Required tasks ▸
A. Return the stretch of the film review from "Wednesday, October 6, 2010" through "but I digress).", copied word for word.
B. Write the next part of the review of Lizard in a Woman's Skin, starting after its final sentence.

Passage given ▸
========================================

Wednesday, October 6, 2010

Lucio Fulci's LIZARD IN A WOMAN'S SKIN

As a film buff, there's always the search, nay the hunt, for new works to satisfy.  It never stops, and it's especially tough when one comes up against a director, long gone, whose body of work takes weeks, months, years to scarf all down, and even then there's the mysterious odd-obscure one that is hard to reach (such as Alejandro Jodorowsky's Tusk, which I have finally tracked down and will review in all of its bad-quality glory, but I digress).

One of these filmmakers if Lucio Fulci.  After seeing several of his films (i.e. The Beyond, House by the Cemetery, Zombi 2, Zombi 3, Don't Torture a Duckling), he falls into a category that I hold for the likes of Spike Lee, Brian De Palma and Jean-Luc Godard: there are a handful of pictures that are flat-out brilliant, if not masterpieces than near close, that show the directors at top form, then another handful of films that are good, solid works but flawed... and then those other handful that are just awful, hard to defend, the talent that the filmmaker has revealing them in their flaws to go even further than a hack would.  Fulci really is a high-caliber director, and despite first glance of some of his trashier works (New York Ripper comes to mind), he knows how to make effective, visceral thrillers that have a raw quality to them via low-budgets and varied casting.

Case in point - Lizard in a Woman's Skin


This tale, from 1971 (and it's hard not to tell the time period here), and it's about a woman, Carol (the coldly beautiful Florinda Bolkan), who is fairly well off, practically bourgeois, and the daughter of a lawyer/politician.  She's also having some very strange dreams.  She finds herself on a train, recurringly, stuck and unable to leave in a mass of people.  She also has some very hot sex dreams involving another woman who Carol knows, Julia (Anita Strindberg).  Julia is involved in lots of drug-and-sex orgies (again, it's 1971, probably shot in 70), and it's pretty crazy.  Not so crazy as what happens next, which is Carol being implicated as the primary suspect in Julia's grisly murder by stabbing.  Carol dreamed the killing, and there are her prints all over the place.  She claims she didn't kill her, but then who?  Who can Carol's father find and put the blame?  Will the police detectives come in and solve the crime, which could be a set-up, possibly by two zonked-out hippies?

========================================

Provided information ▸
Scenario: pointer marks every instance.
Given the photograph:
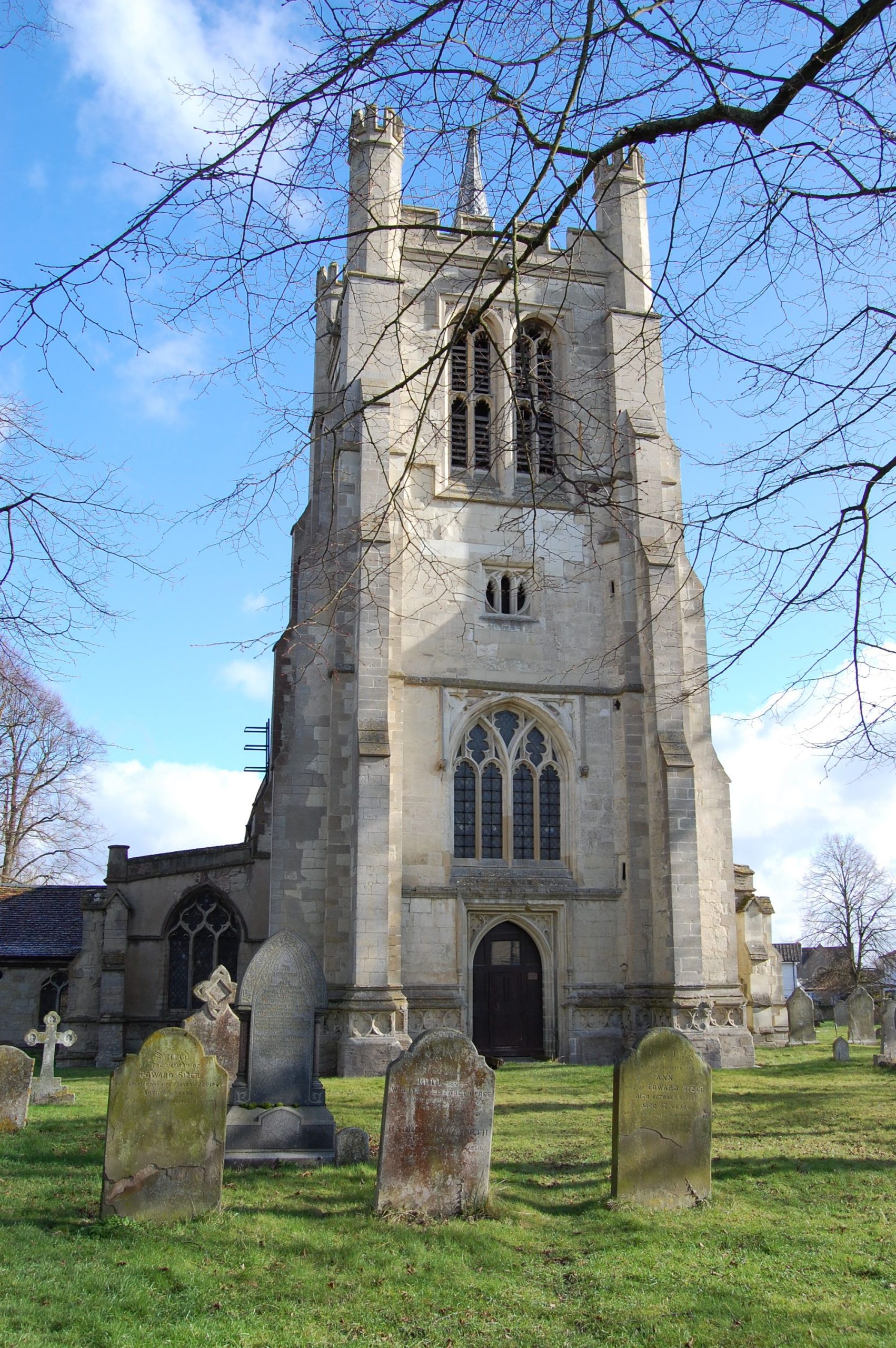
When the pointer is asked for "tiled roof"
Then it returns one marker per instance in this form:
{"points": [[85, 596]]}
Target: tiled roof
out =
{"points": [[44, 924]]}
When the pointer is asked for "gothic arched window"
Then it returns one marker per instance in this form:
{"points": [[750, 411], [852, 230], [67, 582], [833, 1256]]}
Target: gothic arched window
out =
{"points": [[472, 418], [507, 790], [534, 402], [203, 933]]}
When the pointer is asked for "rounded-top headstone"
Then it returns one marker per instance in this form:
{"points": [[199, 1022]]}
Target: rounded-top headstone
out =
{"points": [[435, 1145]]}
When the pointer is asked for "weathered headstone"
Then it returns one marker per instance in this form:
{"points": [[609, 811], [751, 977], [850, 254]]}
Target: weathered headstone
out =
{"points": [[435, 1145], [662, 1125], [801, 1018], [215, 1025], [165, 1132], [282, 991], [49, 1089], [352, 1146], [861, 1017], [887, 1056], [15, 1088]]}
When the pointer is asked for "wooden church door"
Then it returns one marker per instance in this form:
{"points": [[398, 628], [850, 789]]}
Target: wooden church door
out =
{"points": [[507, 994]]}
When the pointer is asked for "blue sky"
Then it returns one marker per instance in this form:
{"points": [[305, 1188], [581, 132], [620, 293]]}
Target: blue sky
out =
{"points": [[166, 688]]}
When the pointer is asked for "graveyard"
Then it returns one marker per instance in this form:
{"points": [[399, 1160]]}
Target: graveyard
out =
{"points": [[795, 1246]]}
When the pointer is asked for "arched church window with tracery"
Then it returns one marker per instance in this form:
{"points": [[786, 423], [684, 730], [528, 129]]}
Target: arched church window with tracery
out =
{"points": [[534, 402], [507, 790], [203, 933], [472, 408]]}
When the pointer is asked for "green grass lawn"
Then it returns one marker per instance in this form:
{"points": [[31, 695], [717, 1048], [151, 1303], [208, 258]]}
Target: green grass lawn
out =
{"points": [[797, 1247]]}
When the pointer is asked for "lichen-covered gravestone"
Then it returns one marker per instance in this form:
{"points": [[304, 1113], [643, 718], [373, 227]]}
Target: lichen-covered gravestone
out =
{"points": [[662, 1125], [49, 1089], [216, 1026], [15, 1088], [801, 1018], [861, 1017], [435, 1144], [165, 1132]]}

========================================

Expected answers ▸
A.
Wednesday, October 6, 2010

Lucio Fulci's LIZARD IN A WOMAN'S SKIN

As a film buff, there's always the search, nay the hunt, for new works to satisfy.  It never stops, and it's especially tough when one comes up against a director, long gone, whose body of work takes weeks, months, years to scarf all down, and even then there's the mysterious odd-obscure one that is hard to reach (such as Alejandro Jodorowsky's Tusk, which I have finally tracked down and will review in all of its bad-quality glory, but I digress).

B.
This is what one would term 'Giallo', if only because it's a) by an Italian director of many Giallo, and b) it has the typical murder-mystery elements, and the moments of shocking horror.  Fulci's camera here isn't the likes of Argento, and it's not even the likes of Fulci's other Giallo movies such as the great Don't Torture a Duckling.  The camera style has a raw quality to it, and if it does have a particular style it's hard to see outside of the obvious - the psychedelic era it's coming from.  This is like an Italian knock-off of exploitation pictures AIP were putting out at the time involving crazy shit going on when people are surrounded by LSD and rampant sex and (ultimately) the violence that comes from taking that pesky acid.  And yet it's better than a lot of those movies because Fulci has a kind of underlying point with the time and place and the mood.



This is swinging England, after all, and it's more than conceivable that there's this split between the rich class and the less-well-off druggies and sex party animals, and that a criss-cross can happen.  But it's also hard to neglect Charles Manson style crimes when violence does occur.  Later in the film Carol is chased by a maniac with a knife that leads up to the roof.  I couldn't help but see Fulci's bitter satire of the entire hippie movement here as the hippies, being seen as the decadent and depraved lot, were not to easy to see as being heroes or villains, though at certain times we're meant to believe they're surely the latter.  That, or just downright creepy, as with the one hippie chick with pale almost zombie-blue skin who sometimes accosts Carol and later in the story hypes the virtues of LSD: "I can see so many things coming at me, hahaha!" (or dialog close to that).

The camera moves around such times in its rough style not due to its intended approach but due to budget.  It's easy to tell when this happens, that certain moments are cheap or, as due to the Giallo approach, procedural, conventional, expected.  It's when Fulci lets his surrealist-side go mad that things get interesting.  Carol in these dream scenes, either on the train or in sexual poses or doing whatever-it-is she may or may not be doing in reality, is kind of staggering to watch, especially as Bolkan as an actress makes Carol hard to peg.  She seems an innocent, but then Bolkan's cold stares and quiet or angry way she respond to questions or comments amps the mystery.  Other actors like the one playing her father or the head investigator do their part to make the film better than the average pulp.  But mostly it's Bolkan's show, by way of Fulci's dream-like staging.


It's certainly flawed in some respects, and just because of the problem of watching the film (aka Schizoid) dubbed.  One of the problems I had was a small one but one that wouldn't have been so bad if it had only been a once-or-twice occurrence, but it's often: the inspector, when he's on a crime scene or just asking some intriguing questions, whistles a tune.  Sometimes this tune carries over (or seems to carry over by Fulci's unintentional misdirection in the music), but it doesn't always work for the mood of a scene, and it becomes an annoying quirk.  Another sign of a pacing issue is music.  A good musical accompaniment, especially in Italian thrillers of the 1970's variety, is hard to hate, but it unnerves when put into small scenes that are unnecessary.  This is a minor bone to pick, but when it comes to the skeleton of what is otherwise an effective movie it stands out.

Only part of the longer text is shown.